(Directions for this task):
When you reach the line containing "In this exercise you will annotate each instance of the sky" in the data below, reproduce it and every line that follows, exactly and without additions.

(Data records):
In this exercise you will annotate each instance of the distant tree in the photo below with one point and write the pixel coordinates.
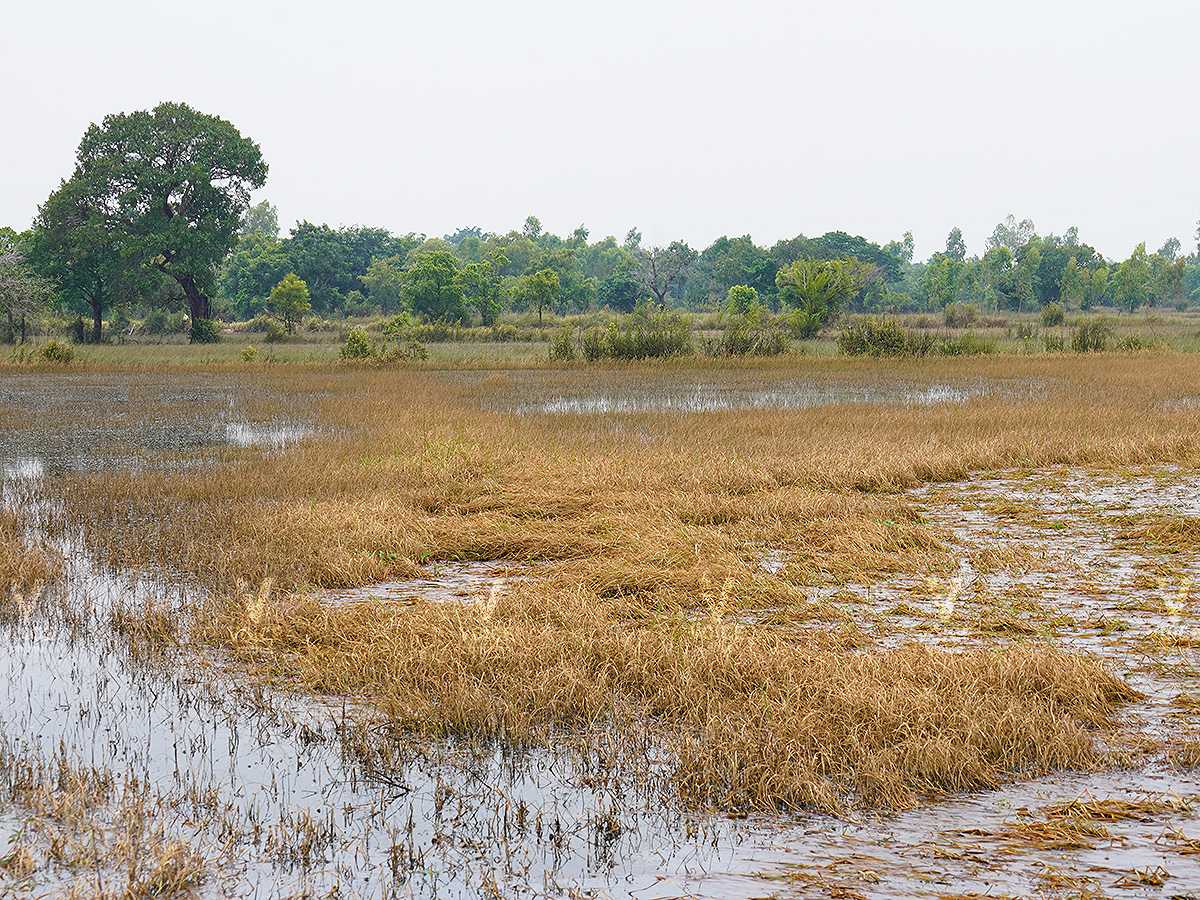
(660, 268)
(618, 292)
(1132, 280)
(249, 274)
(539, 289)
(532, 228)
(432, 287)
(484, 286)
(816, 289)
(955, 247)
(1071, 286)
(465, 233)
(903, 249)
(261, 219)
(384, 281)
(23, 293)
(742, 299)
(169, 187)
(289, 299)
(73, 245)
(1012, 234)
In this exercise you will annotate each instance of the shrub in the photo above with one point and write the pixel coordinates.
(275, 331)
(648, 335)
(58, 352)
(966, 345)
(1053, 315)
(1053, 343)
(592, 345)
(1091, 336)
(882, 337)
(358, 345)
(204, 331)
(960, 315)
(402, 333)
(562, 345)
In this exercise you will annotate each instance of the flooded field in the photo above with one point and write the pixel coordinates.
(617, 394)
(136, 763)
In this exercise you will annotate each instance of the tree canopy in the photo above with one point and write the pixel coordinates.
(168, 186)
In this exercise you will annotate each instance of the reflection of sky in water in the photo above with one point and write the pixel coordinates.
(22, 469)
(270, 436)
(715, 397)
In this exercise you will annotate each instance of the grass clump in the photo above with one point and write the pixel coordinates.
(750, 717)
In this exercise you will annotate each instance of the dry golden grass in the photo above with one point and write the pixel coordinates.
(24, 568)
(648, 531)
(749, 717)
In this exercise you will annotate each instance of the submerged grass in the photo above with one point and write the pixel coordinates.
(652, 616)
(745, 715)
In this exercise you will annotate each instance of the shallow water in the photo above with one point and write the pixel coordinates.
(287, 795)
(619, 394)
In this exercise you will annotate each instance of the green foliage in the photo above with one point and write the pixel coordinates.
(60, 352)
(204, 331)
(966, 345)
(816, 289)
(432, 288)
(168, 187)
(749, 330)
(882, 337)
(538, 289)
(959, 315)
(562, 345)
(358, 345)
(161, 322)
(289, 299)
(401, 334)
(1053, 315)
(274, 333)
(1091, 336)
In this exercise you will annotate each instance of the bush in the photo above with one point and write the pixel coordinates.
(1054, 343)
(562, 345)
(750, 335)
(358, 345)
(882, 337)
(1091, 336)
(649, 335)
(275, 333)
(1053, 315)
(966, 345)
(402, 333)
(960, 315)
(57, 352)
(204, 331)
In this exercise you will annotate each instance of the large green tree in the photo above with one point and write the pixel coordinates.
(816, 289)
(169, 186)
(73, 245)
(432, 287)
(22, 291)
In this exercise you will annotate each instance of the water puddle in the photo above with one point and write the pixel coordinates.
(281, 796)
(619, 394)
(444, 582)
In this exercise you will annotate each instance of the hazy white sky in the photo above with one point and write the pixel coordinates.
(688, 120)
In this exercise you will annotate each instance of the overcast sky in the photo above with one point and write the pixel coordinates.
(688, 120)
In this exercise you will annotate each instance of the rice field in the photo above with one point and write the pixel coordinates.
(808, 628)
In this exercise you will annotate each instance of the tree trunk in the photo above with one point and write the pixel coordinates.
(197, 300)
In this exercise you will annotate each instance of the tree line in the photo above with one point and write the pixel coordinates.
(156, 216)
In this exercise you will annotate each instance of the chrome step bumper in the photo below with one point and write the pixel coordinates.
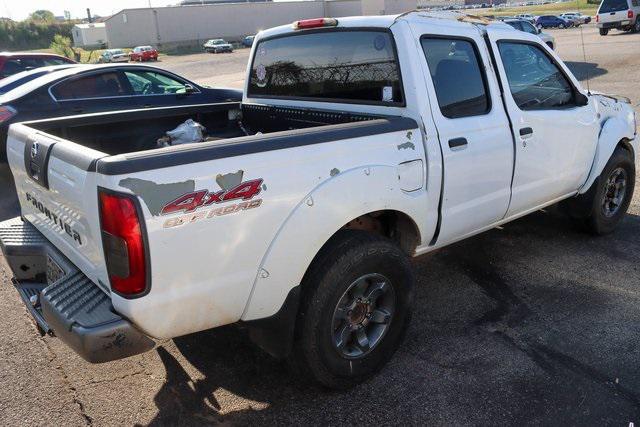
(63, 301)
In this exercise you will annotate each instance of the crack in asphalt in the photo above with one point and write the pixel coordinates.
(53, 360)
(510, 310)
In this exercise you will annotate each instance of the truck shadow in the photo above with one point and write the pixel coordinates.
(491, 327)
(585, 70)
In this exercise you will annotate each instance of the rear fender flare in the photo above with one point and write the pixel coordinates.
(612, 133)
(317, 217)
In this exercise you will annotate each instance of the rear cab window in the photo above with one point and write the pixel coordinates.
(608, 6)
(345, 66)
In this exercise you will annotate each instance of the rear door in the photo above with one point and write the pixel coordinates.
(58, 194)
(612, 12)
(473, 129)
(555, 137)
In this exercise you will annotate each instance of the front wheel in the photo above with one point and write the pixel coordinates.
(355, 308)
(604, 206)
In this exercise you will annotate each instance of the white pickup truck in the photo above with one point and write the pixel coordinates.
(359, 143)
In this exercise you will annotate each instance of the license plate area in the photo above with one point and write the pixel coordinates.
(54, 271)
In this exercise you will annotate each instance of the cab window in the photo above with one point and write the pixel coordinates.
(94, 86)
(152, 83)
(457, 76)
(535, 81)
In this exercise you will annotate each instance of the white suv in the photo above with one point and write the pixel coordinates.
(618, 14)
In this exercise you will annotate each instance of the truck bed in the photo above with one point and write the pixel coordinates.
(138, 130)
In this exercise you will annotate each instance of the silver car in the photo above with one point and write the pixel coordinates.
(527, 27)
(113, 55)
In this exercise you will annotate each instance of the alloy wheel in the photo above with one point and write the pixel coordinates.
(363, 315)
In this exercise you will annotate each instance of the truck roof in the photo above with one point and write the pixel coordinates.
(438, 19)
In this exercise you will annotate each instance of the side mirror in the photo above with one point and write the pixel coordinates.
(582, 99)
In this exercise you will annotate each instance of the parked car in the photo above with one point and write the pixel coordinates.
(527, 17)
(94, 88)
(248, 41)
(217, 46)
(299, 222)
(576, 18)
(618, 14)
(113, 55)
(527, 27)
(143, 53)
(552, 21)
(23, 77)
(15, 62)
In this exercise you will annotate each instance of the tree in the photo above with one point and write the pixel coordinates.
(42, 16)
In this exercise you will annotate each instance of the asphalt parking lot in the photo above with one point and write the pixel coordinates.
(531, 323)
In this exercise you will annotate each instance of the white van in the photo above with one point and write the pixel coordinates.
(619, 14)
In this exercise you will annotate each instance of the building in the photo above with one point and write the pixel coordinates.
(174, 26)
(89, 35)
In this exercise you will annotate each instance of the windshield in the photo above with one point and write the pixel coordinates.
(342, 66)
(18, 79)
(608, 6)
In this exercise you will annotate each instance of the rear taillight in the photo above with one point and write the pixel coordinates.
(306, 24)
(123, 242)
(6, 113)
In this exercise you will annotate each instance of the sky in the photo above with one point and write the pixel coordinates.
(20, 9)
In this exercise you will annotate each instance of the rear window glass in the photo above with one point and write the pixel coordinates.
(613, 6)
(342, 66)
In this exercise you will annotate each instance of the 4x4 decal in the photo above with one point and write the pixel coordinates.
(189, 203)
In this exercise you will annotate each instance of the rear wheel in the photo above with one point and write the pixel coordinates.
(356, 306)
(602, 208)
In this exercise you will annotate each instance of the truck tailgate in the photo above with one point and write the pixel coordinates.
(55, 183)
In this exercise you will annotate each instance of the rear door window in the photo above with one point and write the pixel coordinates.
(608, 6)
(101, 85)
(457, 76)
(340, 66)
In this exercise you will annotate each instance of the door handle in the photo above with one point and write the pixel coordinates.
(458, 142)
(526, 132)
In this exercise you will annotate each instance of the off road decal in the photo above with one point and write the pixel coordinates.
(190, 202)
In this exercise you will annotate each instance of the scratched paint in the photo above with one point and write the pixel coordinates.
(230, 180)
(154, 195)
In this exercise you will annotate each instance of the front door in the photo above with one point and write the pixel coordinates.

(Response to this task):
In this exercise you will annotate each instance of the sky in the photo above with one point and write the pixel coordinates.
(20, 9)
In this exercise you will annotate each instance of the rear window glass in the photo above with one point and write the pixel coordinates.
(613, 6)
(342, 66)
In this exercise you will annotate each instance of the 4x4 decal in the photo above with one point and write the pixel coordinates.
(189, 203)
In this exercise you will annotate each instance of the rear wheel in the photo above with one point and write the pixel coordinates.
(356, 306)
(602, 208)
In this exercise you will annotate each instance of the truck tailgate in the photo above with one point and write the pixel coordinates.
(55, 183)
In this exercise you will annotate each instance of the rear door window in the photo above with one point and write the pixel coordinates.
(608, 6)
(101, 85)
(457, 76)
(340, 66)
In this exercise you will annotate each instance of the door handle in the photo above with one point and write the pixel coordinates.
(458, 142)
(526, 132)
In this exercise you will annotate each instance of the off road decal in the photo above with one point and write the pixel coordinates.
(190, 202)
In this exercise you will annotate each instance of the scratched paint in the photo above with one point and write the pixel coordinates.
(230, 180)
(154, 195)
In this exercise you will annotate each instance of the front door in the photo above with one point and write the pixel coordinates.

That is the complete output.